Description of the task: Reproduce, exactly, the lines of the material below from the line containing "Where can you spot the green grass?" through the line containing "Where can you spot the barefoot", with both end lines included and nothing else.

:: Material for the task

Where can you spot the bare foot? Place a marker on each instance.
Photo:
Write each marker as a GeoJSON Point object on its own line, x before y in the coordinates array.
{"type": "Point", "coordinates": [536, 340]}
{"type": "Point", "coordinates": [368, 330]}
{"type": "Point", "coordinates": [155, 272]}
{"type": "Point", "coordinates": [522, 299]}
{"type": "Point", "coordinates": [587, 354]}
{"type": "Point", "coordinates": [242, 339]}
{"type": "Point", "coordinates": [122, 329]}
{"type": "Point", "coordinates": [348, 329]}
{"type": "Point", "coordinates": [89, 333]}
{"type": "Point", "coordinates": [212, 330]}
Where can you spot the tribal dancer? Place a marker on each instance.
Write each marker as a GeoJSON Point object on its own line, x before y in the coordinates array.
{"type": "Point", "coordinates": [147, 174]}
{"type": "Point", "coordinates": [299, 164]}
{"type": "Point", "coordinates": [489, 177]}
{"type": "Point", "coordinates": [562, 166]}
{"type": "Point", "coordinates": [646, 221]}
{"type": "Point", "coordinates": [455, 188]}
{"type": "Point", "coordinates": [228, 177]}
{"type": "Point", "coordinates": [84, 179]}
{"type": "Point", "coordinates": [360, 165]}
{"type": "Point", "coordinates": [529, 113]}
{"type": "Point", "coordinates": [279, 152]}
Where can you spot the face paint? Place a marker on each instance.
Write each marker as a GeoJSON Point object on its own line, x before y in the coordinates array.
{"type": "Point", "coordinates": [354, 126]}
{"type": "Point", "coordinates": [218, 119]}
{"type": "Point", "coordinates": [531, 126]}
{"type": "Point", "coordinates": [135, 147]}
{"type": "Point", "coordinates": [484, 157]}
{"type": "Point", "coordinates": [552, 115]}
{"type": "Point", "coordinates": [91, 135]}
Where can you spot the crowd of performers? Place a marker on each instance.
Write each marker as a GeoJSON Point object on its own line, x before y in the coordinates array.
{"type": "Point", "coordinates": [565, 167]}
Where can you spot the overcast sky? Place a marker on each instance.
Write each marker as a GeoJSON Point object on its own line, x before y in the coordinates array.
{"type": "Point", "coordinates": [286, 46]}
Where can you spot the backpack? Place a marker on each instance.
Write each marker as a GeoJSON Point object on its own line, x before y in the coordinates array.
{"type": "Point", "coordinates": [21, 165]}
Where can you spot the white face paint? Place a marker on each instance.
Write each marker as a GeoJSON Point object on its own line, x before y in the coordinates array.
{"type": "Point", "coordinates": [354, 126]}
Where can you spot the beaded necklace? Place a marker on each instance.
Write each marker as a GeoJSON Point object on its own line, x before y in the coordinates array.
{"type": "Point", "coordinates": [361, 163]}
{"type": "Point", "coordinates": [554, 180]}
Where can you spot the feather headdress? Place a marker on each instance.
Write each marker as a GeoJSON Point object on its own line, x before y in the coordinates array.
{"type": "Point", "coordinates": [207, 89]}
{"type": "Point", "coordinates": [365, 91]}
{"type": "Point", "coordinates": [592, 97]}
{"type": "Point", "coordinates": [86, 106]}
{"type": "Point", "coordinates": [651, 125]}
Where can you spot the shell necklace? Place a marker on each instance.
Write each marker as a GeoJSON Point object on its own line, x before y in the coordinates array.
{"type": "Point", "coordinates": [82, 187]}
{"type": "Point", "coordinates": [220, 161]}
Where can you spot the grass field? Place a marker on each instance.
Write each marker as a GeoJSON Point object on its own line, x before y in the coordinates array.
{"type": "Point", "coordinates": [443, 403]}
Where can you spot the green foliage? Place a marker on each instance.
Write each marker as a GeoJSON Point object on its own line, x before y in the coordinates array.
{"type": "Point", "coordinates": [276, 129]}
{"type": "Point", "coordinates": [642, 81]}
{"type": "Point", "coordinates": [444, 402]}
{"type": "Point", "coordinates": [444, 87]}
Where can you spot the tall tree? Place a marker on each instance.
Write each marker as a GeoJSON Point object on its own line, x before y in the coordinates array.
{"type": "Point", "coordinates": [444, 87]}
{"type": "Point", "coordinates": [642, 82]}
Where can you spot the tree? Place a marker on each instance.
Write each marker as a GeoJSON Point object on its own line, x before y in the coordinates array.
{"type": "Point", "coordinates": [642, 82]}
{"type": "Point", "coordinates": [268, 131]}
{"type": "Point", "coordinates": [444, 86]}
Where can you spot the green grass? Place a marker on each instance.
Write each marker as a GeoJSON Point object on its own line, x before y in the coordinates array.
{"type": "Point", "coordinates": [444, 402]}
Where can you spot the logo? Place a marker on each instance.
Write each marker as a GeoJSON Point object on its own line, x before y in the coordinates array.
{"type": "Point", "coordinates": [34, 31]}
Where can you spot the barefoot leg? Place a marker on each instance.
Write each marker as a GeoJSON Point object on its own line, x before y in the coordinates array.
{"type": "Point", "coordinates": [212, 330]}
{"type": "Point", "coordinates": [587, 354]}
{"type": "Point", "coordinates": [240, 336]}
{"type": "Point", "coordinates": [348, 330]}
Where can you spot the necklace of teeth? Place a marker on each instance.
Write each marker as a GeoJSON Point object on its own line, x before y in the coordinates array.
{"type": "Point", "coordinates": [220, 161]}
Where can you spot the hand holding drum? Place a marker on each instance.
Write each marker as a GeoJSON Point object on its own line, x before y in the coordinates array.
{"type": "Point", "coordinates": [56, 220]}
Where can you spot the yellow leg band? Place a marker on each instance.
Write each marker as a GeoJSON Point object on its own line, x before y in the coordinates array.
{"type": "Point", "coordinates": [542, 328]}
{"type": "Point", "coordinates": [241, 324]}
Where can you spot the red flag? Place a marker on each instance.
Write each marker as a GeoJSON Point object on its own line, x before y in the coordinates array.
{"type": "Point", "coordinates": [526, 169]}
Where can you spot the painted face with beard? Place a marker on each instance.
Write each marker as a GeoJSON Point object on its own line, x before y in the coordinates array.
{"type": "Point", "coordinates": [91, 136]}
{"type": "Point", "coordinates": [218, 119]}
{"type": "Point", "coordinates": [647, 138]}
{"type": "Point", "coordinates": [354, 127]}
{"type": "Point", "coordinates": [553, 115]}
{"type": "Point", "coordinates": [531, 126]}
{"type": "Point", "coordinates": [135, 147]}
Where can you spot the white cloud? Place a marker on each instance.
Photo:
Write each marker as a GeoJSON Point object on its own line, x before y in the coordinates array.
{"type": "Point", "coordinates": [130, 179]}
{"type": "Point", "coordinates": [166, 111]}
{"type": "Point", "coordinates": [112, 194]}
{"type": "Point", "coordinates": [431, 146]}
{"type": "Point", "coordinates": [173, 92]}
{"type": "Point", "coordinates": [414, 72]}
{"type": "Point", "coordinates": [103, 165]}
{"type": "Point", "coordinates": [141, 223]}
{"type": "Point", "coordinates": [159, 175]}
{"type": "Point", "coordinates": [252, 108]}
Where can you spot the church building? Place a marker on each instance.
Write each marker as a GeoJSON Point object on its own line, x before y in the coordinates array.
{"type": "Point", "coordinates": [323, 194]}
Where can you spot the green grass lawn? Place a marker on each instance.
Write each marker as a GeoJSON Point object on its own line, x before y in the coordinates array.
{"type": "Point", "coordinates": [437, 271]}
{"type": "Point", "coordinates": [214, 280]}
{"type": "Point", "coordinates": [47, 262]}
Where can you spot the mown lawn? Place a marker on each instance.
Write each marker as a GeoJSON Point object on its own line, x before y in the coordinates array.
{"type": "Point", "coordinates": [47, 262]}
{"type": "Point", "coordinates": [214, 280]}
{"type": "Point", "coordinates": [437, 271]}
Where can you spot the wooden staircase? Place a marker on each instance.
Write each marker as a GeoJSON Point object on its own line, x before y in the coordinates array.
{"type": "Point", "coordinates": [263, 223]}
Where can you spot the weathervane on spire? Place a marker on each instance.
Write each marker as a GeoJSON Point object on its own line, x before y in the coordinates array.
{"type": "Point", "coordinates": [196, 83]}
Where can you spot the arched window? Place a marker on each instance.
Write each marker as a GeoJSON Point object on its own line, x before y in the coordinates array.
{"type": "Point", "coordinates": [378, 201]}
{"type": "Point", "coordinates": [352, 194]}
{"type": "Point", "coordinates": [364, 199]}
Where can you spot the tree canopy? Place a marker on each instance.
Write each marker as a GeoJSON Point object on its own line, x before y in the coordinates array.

::::

Exercise response:
Where can you spot the green grass? Place a marker on each instance.
Write each marker as a GeoJSON Point object on its own line, x before y in the coordinates array.
{"type": "Point", "coordinates": [444, 402]}
Where can you spot the logo? Place a marker on each instance.
Write each marker as a GeoJSON Point object on its own line, x before y in the coordinates array.
{"type": "Point", "coordinates": [34, 31]}
Where can you spot the barefoot leg? Place a marker on each instance.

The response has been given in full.